__Data__:
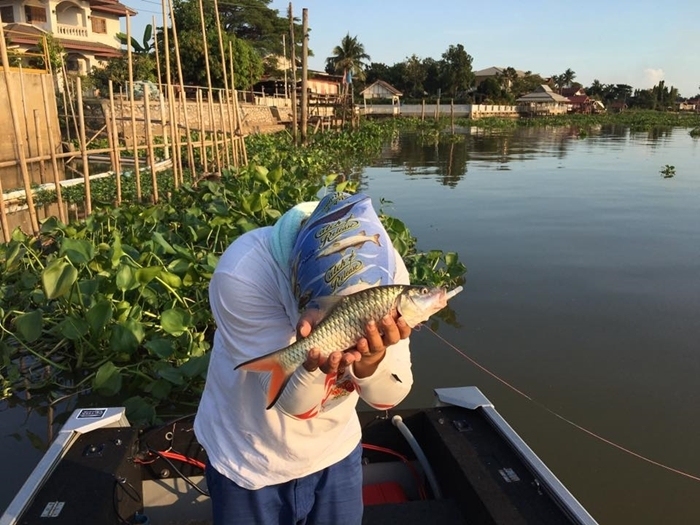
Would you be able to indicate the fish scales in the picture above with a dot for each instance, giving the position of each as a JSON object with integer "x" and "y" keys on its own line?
{"x": 345, "y": 323}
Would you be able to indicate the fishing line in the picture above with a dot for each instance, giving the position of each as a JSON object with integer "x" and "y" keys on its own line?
{"x": 559, "y": 416}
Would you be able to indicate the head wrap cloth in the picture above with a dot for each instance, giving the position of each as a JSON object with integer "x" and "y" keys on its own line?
{"x": 341, "y": 247}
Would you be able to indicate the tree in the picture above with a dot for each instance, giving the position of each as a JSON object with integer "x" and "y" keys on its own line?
{"x": 348, "y": 57}
{"x": 456, "y": 71}
{"x": 248, "y": 64}
{"x": 142, "y": 48}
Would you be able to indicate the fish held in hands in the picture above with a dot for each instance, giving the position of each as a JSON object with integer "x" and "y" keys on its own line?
{"x": 344, "y": 322}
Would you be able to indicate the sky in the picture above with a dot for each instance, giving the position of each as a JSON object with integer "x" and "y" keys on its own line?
{"x": 629, "y": 42}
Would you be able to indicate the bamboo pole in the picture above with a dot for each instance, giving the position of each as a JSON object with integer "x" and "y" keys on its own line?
{"x": 137, "y": 171}
{"x": 174, "y": 131}
{"x": 225, "y": 135}
{"x": 234, "y": 116}
{"x": 19, "y": 146}
{"x": 28, "y": 139}
{"x": 210, "y": 93}
{"x": 304, "y": 74}
{"x": 202, "y": 136}
{"x": 166, "y": 142}
{"x": 226, "y": 89}
{"x": 42, "y": 168}
{"x": 83, "y": 146}
{"x": 52, "y": 151}
{"x": 190, "y": 147}
{"x": 149, "y": 145}
{"x": 5, "y": 70}
{"x": 294, "y": 74}
{"x": 115, "y": 139}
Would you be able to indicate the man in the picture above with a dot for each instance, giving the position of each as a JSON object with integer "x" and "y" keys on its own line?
{"x": 299, "y": 461}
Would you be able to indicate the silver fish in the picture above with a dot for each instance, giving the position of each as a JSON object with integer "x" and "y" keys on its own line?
{"x": 354, "y": 241}
{"x": 344, "y": 324}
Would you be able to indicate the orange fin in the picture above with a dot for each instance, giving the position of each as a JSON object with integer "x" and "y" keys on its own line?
{"x": 278, "y": 377}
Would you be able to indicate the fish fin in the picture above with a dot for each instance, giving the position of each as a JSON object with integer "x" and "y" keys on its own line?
{"x": 278, "y": 377}
{"x": 325, "y": 304}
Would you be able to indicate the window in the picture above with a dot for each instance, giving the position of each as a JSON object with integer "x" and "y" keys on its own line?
{"x": 34, "y": 14}
{"x": 7, "y": 14}
{"x": 99, "y": 25}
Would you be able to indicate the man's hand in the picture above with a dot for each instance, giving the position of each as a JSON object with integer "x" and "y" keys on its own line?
{"x": 365, "y": 356}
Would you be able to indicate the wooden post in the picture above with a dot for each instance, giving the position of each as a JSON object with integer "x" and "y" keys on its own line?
{"x": 294, "y": 74}
{"x": 52, "y": 150}
{"x": 200, "y": 114}
{"x": 117, "y": 149}
{"x": 234, "y": 115}
{"x": 210, "y": 93}
{"x": 28, "y": 139}
{"x": 226, "y": 89}
{"x": 149, "y": 144}
{"x": 37, "y": 132}
{"x": 5, "y": 70}
{"x": 174, "y": 130}
{"x": 19, "y": 144}
{"x": 183, "y": 99}
{"x": 83, "y": 146}
{"x": 163, "y": 128}
{"x": 304, "y": 74}
{"x": 226, "y": 136}
{"x": 137, "y": 170}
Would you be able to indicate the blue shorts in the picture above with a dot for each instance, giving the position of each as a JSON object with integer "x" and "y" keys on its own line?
{"x": 328, "y": 497}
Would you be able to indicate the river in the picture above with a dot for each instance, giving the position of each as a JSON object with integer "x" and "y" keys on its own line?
{"x": 582, "y": 292}
{"x": 582, "y": 297}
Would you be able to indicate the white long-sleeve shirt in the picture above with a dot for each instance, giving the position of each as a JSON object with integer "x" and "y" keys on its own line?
{"x": 314, "y": 424}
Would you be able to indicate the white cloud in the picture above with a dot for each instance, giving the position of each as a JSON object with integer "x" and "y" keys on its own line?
{"x": 652, "y": 77}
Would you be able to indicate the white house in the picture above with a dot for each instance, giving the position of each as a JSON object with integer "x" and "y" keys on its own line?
{"x": 87, "y": 29}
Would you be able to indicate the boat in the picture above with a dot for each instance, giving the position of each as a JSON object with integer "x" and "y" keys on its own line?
{"x": 456, "y": 462}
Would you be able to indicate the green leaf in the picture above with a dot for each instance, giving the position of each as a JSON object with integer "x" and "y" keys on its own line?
{"x": 196, "y": 366}
{"x": 170, "y": 279}
{"x": 78, "y": 251}
{"x": 29, "y": 325}
{"x": 126, "y": 280}
{"x": 162, "y": 348}
{"x": 99, "y": 315}
{"x": 108, "y": 380}
{"x": 146, "y": 275}
{"x": 58, "y": 278}
{"x": 171, "y": 374}
{"x": 73, "y": 328}
{"x": 160, "y": 241}
{"x": 175, "y": 321}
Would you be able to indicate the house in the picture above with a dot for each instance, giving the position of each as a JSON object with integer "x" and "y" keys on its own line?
{"x": 543, "y": 101}
{"x": 86, "y": 29}
{"x": 381, "y": 90}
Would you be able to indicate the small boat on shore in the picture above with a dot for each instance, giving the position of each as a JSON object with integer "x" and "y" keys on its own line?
{"x": 455, "y": 463}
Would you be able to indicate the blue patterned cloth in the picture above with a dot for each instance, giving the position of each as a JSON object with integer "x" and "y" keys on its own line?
{"x": 342, "y": 247}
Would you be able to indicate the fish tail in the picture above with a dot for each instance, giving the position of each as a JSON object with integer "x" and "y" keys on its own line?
{"x": 279, "y": 377}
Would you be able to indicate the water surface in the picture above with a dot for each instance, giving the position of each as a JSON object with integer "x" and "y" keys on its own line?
{"x": 582, "y": 291}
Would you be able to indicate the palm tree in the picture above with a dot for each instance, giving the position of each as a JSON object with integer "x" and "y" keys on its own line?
{"x": 348, "y": 57}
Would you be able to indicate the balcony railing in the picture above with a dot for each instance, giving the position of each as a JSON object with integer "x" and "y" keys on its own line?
{"x": 66, "y": 30}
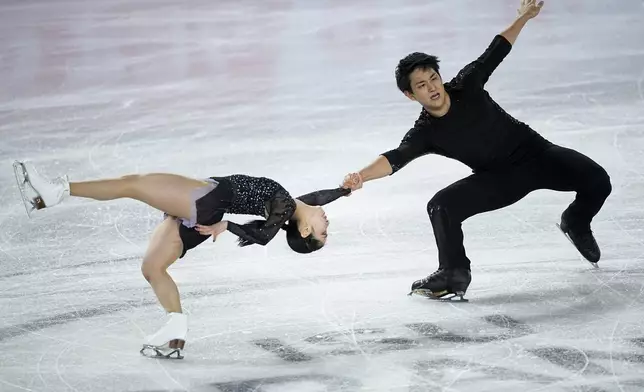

__Exercise details__: Lay out every line of the entries above as a Markdown table with the columns "Row" and "Line," numbering the rows and skipping blank lines. Leave out the pictures.

__Reply__:
| Row | Line |
|---|---|
| 1 | Would you be able to indicate the fish scales in the picture above with a dot for each instance, giving the position of each as a JSON object with integer "x" and "y" keys on its own line? |
| 2 | {"x": 345, "y": 323} |
| 3 | Would you be able to indicate the fishing line in the picture above with a dot for each instance, giving the position of each as a JSON object with integer "x" and "y" keys on its own line? |
| 4 | {"x": 559, "y": 416} |
| 5 | Would you be able to indicate the head wrap cloth in the picture above with a dot for each instance, giving the position of each as a JSON object with integer "x" and "y" keys on its own line? |
| 6 | {"x": 341, "y": 247} |
| 7 | Would you be able to indicate the tree in the picture above with a dot for each instance, giving the position of each as a JSON object with integer "x" and "y" keys on its own line? |
| 8 | {"x": 348, "y": 57} |
| 9 | {"x": 456, "y": 71} |
| 10 | {"x": 248, "y": 64} |
| 11 | {"x": 142, "y": 48} |
| 12 | Would you be able to indicate the fish held in hands in the picture above with a dot for each instance, giving the position of each as a JSON object with integer "x" and "y" keys on its own line? |
| 13 | {"x": 344, "y": 322} |
| 14 | Would you be able to indicate the sky in the picture above with a dot for each instance, giving the position of each as a JSON object with integer "x" and "y" keys on its own line? |
| 15 | {"x": 629, "y": 42} |
| 16 | Would you be able to indicate the bamboo pole in the picture above with a dot for each instance, giving the position of each as a JSON object with integer "x" and "y" keys on its own line? |
| 17 | {"x": 137, "y": 171} |
| 18 | {"x": 174, "y": 131} |
| 19 | {"x": 225, "y": 135} |
| 20 | {"x": 234, "y": 116} |
| 21 | {"x": 19, "y": 146} |
| 22 | {"x": 28, "y": 139} |
| 23 | {"x": 210, "y": 93} |
| 24 | {"x": 304, "y": 74} |
| 25 | {"x": 202, "y": 136} |
| 26 | {"x": 166, "y": 142} |
| 27 | {"x": 226, "y": 89} |
| 28 | {"x": 42, "y": 168} |
| 29 | {"x": 83, "y": 146} |
| 30 | {"x": 52, "y": 151} |
| 31 | {"x": 190, "y": 147} |
| 32 | {"x": 149, "y": 145} |
| 33 | {"x": 5, "y": 70} |
| 34 | {"x": 294, "y": 74} |
| 35 | {"x": 115, "y": 139} |
| 36 | Would you be able to indicate the man in the picture above with a dot for each instance, giving the position of each as a JSON object with integer "x" and "y" keys on its own line? |
| 37 | {"x": 299, "y": 461} |
| 38 | Would you be able to indicate the silver fish in the picture above with a dot for each instance, giving the position of each as a JSON object with integer "x" and "y" keys on its own line? |
| 39 | {"x": 354, "y": 241} |
| 40 | {"x": 344, "y": 324} |
| 41 | Would you be able to indicate the orange fin in the picture above with a dot for each instance, giving the position of each as a JSON object with integer "x" and "y" keys on its own line? |
| 42 | {"x": 278, "y": 377} |
| 43 | Would you be able to indicate the fish fin in the picture above with a dot for each instance, giving the position of each as a JSON object with integer "x" and "y" keys on its own line? |
| 44 | {"x": 278, "y": 377} |
| 45 | {"x": 325, "y": 304} |
| 46 | Would you be able to indicate the window in the picture above with a dot for each instance, giving the position of each as a JSON object with integer "x" and "y" keys on its own line? |
| 47 | {"x": 34, "y": 14} |
| 48 | {"x": 7, "y": 14} |
| 49 | {"x": 99, "y": 25} |
| 50 | Would you be able to indicate the man's hand in the picture above with a dot for each instance, giving the position of each as a JSON object with integer "x" and "y" keys on its own line? |
| 51 | {"x": 365, "y": 356} |
| 52 | Would you be able to indicate the wooden post in the picture above with a dot for each instance, giving the position of each as a JSON object with integer "x" and "y" keys on its own line? |
| 53 | {"x": 294, "y": 74} |
| 54 | {"x": 52, "y": 150} |
| 55 | {"x": 200, "y": 114} |
| 56 | {"x": 117, "y": 149} |
| 57 | {"x": 234, "y": 115} |
| 58 | {"x": 210, "y": 93} |
| 59 | {"x": 28, "y": 139} |
| 60 | {"x": 226, "y": 89} |
| 61 | {"x": 149, "y": 144} |
| 62 | {"x": 37, "y": 132} |
| 63 | {"x": 5, "y": 70} |
| 64 | {"x": 174, "y": 130} |
| 65 | {"x": 19, "y": 144} |
| 66 | {"x": 183, "y": 99} |
| 67 | {"x": 83, "y": 146} |
| 68 | {"x": 163, "y": 128} |
| 69 | {"x": 304, "y": 74} |
| 70 | {"x": 226, "y": 136} |
| 71 | {"x": 137, "y": 170} |
| 72 | Would you be able to indicate the blue shorts in the picture above with a dot for each instance, giving the position of each as a JSON object with integer "x" and "y" keys on its own line? |
| 73 | {"x": 328, "y": 497} |
| 74 | Would you be able to indicate the river in the picture above with a dot for each instance, giving the position of each as a JSON object with integer "x" and "y" keys on its own line? |
| 75 | {"x": 582, "y": 292} |
| 76 | {"x": 582, "y": 297} |
| 77 | Would you be able to indicate the white long-sleeve shirt in the picture above with a dot for each instance, giving the position of each as a JSON object with integer "x" and "y" keys on its own line? |
| 78 | {"x": 314, "y": 424} |
| 79 | Would you be able to indicate the white cloud in the picture above with a dot for each instance, giving the position of each as a JSON object with integer "x" and "y" keys on its own line? |
| 80 | {"x": 652, "y": 77} |
| 81 | Would you be able to indicate the white house in the picture above with a dot for each instance, giving the position of each as a JSON object with integer "x" and "y" keys on its own line? |
| 82 | {"x": 87, "y": 29} |
| 83 | Would you be able to indicate the boat in the picture above with a dot for each instance, giving the position of each as a JSON object with integer "x" and "y" keys on its own line? |
| 84 | {"x": 456, "y": 462} |
| 85 | Would you be able to indicate the green leaf in the picture above with a dot for each instance, giving the position of each as a JSON object with integer "x" and "y" keys on its own line? |
| 86 | {"x": 196, "y": 366} |
| 87 | {"x": 170, "y": 279} |
| 88 | {"x": 78, "y": 251} |
| 89 | {"x": 29, "y": 325} |
| 90 | {"x": 126, "y": 280} |
| 91 | {"x": 162, "y": 348} |
| 92 | {"x": 99, "y": 315} |
| 93 | {"x": 108, "y": 380} |
| 94 | {"x": 146, "y": 275} |
| 95 | {"x": 58, "y": 278} |
| 96 | {"x": 171, "y": 374} |
| 97 | {"x": 73, "y": 328} |
| 98 | {"x": 160, "y": 241} |
| 99 | {"x": 175, "y": 321} |
| 100 | Would you be able to indicate the house in the picture above with a dot for each instance, giving the position of each as a JSON object with integer "x" and "y" keys on its own line? |
| 101 | {"x": 543, "y": 101} |
| 102 | {"x": 86, "y": 29} |
| 103 | {"x": 381, "y": 90} |
| 104 | Would you be able to indicate the small boat on shore in the picture above with a dot for each instance, giving the position of each as a JSON object with integer "x" and "y" keys on its own line? |
| 105 | {"x": 455, "y": 463} |
| 106 | Would you be able to indicate the blue patterned cloth in the picture above with a dot for each instance, giving the position of each as a JSON object with integer "x" and "y" keys on its own line? |
| 107 | {"x": 342, "y": 247} |
| 108 | Would you be able to indicate the fish tail in the picture above with a dot for each instance, giving the position of each as a JSON object with integer "x" and "y" keys on its own line? |
| 109 | {"x": 279, "y": 377} |
| 110 | Would you be able to indicate the water surface in the picture above with a dot for each instance, giving the position of each as a JSON object with integer "x" and "y" keys on its own line? |
| 111 | {"x": 582, "y": 291} |
| 112 | Would you be able to indicate the palm tree in the picture above with a dot for each instance, giving the position of each as a JSON object with integer "x" and "y" keys on its own line? |
| 113 | {"x": 348, "y": 57} |
| 114 | Would you be able to indicate the balcony railing in the picture above with a dot for each instance, giving the position of each as a JSON object with integer "x" and "y" keys on its own line? |
| 115 | {"x": 66, "y": 30} |